— Text —
+ + + + + + +
CAZy is developed by the Glycogenomics group at AFMB in Marseille, France.

Carbohydrate-active enzymes (CAZymes) are responsible for the synthesis and breakdown of glycoconjugates, oligo- and polysaccharides. They typically correspond to 1-5% of the genes of a living organism. Glycoconjugates, oligo- and polysaccharides play essential roles in life not only as structure and energy reserve components but also in many intra- and intercellular recognition events. CAZymes are often involved in immune and host-pathogen interactions, and are implicated in human and agricultural-related diseases. Carbohydrate-active enzymes also play a central role in the biosynthesis and degradation of the plant cell wall, which represents the most abundant of photosynthetically-fixed carbon on Earth and hence these enzymes are widely thought as being one of the keys to the production of biofuels.

The functional annotation of CAZymes in genomes is challenging for non-specialists, due to the varying modularity of these enzymes and the grouping of enzymes with different substrate specificity in the same sequence-based families. Many errors are therefore created by automated functional annotation pipelines with their consequent accumulation and propagation in public databases. Over the last 15 years we have developed the Carbohydrate-active enzymes database (CAZy; http://www.cazy.org), a dedicated family classification system that correlate with the structure and molecular mechanism of CAZymes. Close to 300 families of catalytic and ancillary modules are presented online and correspond to over 100,000 non-redundant entries. The CAZy classification is widely used by the scientific community. We develop tools for unambiguous high-throughput modular and functional annotation of CAZymes in sequences issued from genomic and metagenomic efforts. Our objectives are to improve the coverage and nature of functional annotations of CAZymes from publicly released and ongoing genome sequencing efforts and to use these improved and uniformly annotated data sets for comparative genomics.
+ + + + + + +
— Items from a dataset —
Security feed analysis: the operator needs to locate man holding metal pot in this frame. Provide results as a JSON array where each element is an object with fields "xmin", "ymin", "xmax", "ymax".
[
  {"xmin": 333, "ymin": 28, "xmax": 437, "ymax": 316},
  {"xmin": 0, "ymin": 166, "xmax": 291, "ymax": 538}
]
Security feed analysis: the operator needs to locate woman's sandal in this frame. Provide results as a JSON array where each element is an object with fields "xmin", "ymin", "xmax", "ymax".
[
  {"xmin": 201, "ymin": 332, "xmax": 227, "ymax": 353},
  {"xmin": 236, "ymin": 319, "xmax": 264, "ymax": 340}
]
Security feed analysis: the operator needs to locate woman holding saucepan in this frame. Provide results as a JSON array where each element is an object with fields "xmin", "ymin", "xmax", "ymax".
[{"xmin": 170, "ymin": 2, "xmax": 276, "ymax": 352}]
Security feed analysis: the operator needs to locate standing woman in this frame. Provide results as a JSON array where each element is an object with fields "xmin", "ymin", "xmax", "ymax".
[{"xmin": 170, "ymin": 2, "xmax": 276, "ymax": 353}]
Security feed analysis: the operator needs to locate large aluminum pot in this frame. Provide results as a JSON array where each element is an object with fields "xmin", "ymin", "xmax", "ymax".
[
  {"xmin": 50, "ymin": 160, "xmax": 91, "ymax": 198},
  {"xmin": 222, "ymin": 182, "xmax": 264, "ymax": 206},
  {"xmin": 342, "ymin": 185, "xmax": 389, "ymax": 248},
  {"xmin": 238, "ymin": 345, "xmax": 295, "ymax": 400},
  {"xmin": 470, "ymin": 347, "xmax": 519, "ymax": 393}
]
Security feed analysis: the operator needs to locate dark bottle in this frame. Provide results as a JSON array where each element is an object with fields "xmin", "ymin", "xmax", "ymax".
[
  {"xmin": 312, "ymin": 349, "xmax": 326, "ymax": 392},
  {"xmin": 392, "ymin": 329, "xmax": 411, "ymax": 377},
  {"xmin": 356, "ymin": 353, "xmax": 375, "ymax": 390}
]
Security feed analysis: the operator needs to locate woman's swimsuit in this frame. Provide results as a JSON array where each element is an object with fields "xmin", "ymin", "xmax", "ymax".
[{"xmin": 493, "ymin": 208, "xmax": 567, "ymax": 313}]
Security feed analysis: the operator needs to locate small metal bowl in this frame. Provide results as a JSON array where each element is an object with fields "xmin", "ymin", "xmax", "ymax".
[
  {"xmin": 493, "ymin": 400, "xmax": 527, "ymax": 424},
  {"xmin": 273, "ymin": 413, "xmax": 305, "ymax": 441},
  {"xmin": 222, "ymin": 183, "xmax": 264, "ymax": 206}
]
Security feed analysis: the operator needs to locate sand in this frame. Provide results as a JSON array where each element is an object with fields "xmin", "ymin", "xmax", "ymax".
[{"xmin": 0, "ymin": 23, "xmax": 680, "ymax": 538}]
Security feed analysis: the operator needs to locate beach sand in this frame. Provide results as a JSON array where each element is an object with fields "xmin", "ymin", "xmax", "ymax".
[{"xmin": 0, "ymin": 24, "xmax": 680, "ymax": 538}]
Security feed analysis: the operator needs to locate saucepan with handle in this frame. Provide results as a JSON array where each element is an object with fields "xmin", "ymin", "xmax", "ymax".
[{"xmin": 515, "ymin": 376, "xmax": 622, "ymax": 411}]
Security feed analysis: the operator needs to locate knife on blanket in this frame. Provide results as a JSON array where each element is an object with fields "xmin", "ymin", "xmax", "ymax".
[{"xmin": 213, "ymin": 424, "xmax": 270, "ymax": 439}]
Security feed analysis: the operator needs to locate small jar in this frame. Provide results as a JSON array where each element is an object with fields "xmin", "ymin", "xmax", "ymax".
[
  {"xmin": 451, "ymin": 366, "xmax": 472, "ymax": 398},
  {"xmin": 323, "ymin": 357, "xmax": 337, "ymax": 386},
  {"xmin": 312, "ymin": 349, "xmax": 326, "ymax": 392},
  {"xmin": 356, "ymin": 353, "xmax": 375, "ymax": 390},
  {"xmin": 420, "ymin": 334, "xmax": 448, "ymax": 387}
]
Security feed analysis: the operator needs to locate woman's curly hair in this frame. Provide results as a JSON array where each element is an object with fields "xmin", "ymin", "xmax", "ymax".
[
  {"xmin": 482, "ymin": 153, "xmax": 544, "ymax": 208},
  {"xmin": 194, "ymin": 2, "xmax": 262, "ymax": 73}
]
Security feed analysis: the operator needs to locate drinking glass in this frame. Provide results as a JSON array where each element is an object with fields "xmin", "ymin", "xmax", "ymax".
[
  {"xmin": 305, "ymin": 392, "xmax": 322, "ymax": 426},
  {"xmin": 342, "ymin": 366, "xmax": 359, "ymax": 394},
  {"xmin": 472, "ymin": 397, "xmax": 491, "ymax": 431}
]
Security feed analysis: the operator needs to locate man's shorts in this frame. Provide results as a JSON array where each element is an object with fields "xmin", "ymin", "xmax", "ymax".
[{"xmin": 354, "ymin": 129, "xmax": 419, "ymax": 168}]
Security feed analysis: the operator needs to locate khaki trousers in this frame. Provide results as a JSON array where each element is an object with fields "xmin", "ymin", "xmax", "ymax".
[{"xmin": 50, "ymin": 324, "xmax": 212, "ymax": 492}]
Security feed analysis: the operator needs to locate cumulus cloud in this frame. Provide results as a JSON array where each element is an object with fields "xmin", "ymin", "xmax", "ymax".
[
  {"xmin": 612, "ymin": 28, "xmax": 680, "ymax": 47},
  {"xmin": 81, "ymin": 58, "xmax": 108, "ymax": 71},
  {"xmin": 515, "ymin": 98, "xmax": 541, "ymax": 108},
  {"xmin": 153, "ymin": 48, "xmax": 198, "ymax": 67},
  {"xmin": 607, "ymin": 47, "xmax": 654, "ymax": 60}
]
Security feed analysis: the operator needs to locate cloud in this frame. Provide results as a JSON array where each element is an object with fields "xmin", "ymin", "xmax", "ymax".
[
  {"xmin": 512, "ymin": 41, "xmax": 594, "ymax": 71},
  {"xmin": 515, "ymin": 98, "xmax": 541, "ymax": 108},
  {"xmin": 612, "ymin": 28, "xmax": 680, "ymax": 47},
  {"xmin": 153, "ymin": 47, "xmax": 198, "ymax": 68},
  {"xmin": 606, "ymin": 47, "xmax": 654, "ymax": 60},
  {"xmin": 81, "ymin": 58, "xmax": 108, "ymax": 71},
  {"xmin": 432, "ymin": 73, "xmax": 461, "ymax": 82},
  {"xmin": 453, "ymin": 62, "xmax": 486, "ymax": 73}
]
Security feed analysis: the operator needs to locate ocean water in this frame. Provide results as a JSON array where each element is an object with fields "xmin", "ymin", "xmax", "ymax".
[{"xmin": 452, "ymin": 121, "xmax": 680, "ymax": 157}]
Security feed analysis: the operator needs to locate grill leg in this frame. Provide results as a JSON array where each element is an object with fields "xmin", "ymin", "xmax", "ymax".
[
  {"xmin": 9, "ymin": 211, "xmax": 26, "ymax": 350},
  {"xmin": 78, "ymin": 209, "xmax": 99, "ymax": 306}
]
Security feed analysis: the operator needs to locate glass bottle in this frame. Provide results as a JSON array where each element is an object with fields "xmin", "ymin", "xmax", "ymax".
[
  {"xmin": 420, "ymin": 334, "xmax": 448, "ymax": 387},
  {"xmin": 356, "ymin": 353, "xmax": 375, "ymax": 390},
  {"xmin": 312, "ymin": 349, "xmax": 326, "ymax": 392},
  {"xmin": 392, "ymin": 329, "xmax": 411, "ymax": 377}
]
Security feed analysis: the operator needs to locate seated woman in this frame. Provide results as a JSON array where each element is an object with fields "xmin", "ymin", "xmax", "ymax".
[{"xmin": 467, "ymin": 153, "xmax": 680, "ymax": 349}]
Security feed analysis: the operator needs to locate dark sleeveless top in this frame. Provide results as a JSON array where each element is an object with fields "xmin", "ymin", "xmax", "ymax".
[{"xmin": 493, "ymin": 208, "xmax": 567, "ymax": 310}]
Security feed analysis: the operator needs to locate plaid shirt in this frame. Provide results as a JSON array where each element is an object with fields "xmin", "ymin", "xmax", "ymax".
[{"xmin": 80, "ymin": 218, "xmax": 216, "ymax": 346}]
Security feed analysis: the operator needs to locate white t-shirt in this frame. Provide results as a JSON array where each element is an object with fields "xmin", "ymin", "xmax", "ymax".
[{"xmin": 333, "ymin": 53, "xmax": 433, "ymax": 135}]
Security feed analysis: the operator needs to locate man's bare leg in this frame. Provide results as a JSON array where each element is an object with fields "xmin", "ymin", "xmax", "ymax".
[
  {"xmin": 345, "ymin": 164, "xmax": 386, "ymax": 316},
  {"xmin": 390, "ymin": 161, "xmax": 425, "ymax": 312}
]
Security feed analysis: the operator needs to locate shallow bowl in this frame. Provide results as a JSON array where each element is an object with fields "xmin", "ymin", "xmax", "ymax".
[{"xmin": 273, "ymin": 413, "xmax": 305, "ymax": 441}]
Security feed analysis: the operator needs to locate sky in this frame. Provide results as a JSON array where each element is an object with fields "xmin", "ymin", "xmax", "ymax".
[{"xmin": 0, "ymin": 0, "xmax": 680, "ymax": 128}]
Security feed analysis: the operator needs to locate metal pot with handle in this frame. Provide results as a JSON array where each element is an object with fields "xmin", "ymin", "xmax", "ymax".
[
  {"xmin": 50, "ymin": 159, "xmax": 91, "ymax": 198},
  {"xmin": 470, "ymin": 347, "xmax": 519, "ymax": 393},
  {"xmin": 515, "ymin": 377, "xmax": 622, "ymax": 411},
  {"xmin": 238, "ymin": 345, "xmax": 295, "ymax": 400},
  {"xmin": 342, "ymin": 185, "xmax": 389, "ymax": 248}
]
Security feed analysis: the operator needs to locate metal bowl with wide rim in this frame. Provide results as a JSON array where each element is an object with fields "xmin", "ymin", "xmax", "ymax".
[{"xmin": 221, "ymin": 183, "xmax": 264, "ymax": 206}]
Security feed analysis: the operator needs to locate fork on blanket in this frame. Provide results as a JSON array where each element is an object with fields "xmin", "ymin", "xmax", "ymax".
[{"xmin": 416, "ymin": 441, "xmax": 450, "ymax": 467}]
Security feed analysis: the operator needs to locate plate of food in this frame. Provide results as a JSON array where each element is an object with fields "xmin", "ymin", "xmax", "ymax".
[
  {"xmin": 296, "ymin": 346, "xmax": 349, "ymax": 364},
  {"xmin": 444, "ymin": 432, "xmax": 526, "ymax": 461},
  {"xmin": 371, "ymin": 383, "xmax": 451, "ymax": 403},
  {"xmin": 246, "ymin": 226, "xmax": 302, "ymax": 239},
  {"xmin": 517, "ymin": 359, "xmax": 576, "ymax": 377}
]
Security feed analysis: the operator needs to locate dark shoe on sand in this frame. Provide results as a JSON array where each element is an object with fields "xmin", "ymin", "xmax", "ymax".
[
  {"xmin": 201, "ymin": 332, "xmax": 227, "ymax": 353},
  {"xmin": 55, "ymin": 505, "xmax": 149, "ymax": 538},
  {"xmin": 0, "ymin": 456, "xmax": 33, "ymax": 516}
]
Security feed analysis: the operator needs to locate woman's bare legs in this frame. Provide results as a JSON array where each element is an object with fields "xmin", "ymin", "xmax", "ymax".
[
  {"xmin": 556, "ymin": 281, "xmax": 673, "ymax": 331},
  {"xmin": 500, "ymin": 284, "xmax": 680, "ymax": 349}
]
+ + + + + + +
— What the task requires —
Write out the full text about the CAZy database word for word. The listing is separate material and has no connection to the text about the CAZy database.

— Output of the exercise —
CAZy is developed by the Glycogenomics group at AFMB in Marseille, France.

Carbohydrate-active enzymes (CAZymes) are responsible for the synthesis and breakdown of glycoconjugates, oligo- and polysaccharides. They typically correspond to 1-5% of the genes of a living organism. Glycoconjugates, oligo- and polysaccharides play essential roles in life not only as structure and energy reserve components but also in many intra- and intercellular recognition events. CAZymes are often involved in immune and host-pathogen interactions, and are implicated in human and agricultural-related diseases. Carbohydrate-active enzymes also play a central role in the biosynthesis and degradation of the plant cell wall, which represents the most abundant of photosynthetically-fixed carbon on Earth and hence these enzymes are widely thought as being one of the keys to the production of biofuels.

The functional annotation of CAZymes in genomes is challenging for non-specialists, due to the varying modularity of these enzymes and the grouping of enzymes with different substrate specificity in the same sequence-based families. Many errors are therefore created by automated functional annotation pipelines with their consequent accumulation and propagation in public databases. Over the last 15 years we have developed the Carbohydrate-active enzymes database (CAZy; http://www.cazy.org), a dedicated family classification system that correlate with the structure and molecular mechanism of CAZymes. Close to 300 families of catalytic and ancillary modules are presented online and correspond to over 100,000 non-redundant entries. The CAZy classification is widely used by the scientific community. We develop tools for unambiguous high-throughput modular and functional annotation of CAZymes in sequences issued from genomic and metagenomic efforts. Our objectives are to improve the coverage and nature of functional annotations of CAZymes from publicly released and ongoing genome sequencing efforts and to use these improved and uniformly annotated data sets for comparative genomics.